## Stored records
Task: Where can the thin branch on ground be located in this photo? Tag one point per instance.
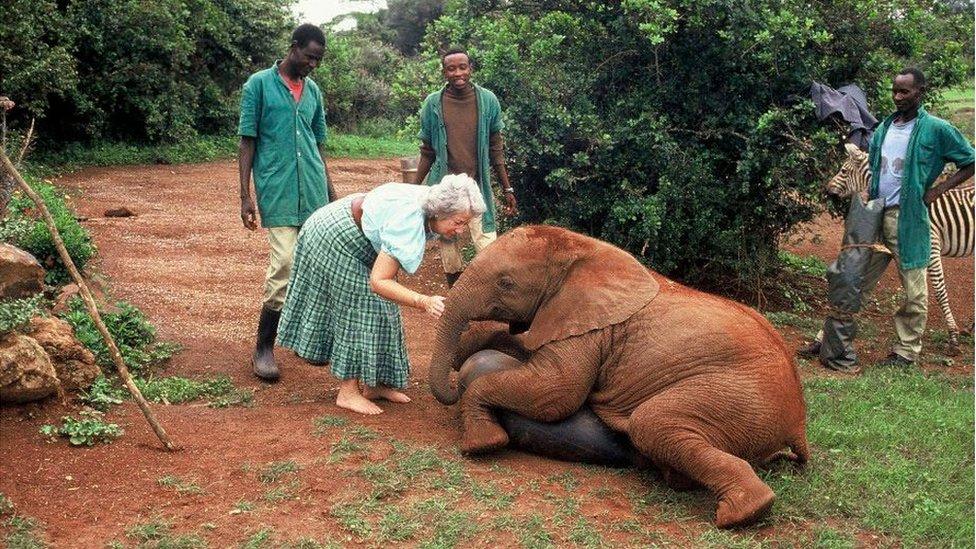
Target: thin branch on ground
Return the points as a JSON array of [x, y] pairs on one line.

...

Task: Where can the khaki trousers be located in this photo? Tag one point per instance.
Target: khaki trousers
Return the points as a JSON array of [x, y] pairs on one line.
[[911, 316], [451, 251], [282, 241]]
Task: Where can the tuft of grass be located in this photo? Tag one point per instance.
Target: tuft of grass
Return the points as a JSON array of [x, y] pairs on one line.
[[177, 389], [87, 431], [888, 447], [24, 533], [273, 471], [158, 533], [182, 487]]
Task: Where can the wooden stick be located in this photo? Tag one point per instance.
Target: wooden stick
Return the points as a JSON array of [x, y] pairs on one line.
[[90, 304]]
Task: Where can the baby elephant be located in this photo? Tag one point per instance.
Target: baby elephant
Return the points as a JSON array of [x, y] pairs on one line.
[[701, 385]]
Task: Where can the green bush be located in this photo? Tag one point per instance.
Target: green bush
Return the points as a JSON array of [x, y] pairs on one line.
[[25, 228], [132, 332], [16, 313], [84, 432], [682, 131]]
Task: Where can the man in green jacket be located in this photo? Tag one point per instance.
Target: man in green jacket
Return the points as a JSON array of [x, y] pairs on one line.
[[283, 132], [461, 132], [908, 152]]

## Set problem
Could you reproduce verbatim the lines from the one containing "Task: Where can the baby" to the one containing "[[701, 385]]", both included, and nothing else?

## Task solution
Task: Where can the baby elephant be located in this photo? Tag one point per instance.
Target: baby elephant
Return the points as a JSON array of [x, y] pairs on one line.
[[701, 385]]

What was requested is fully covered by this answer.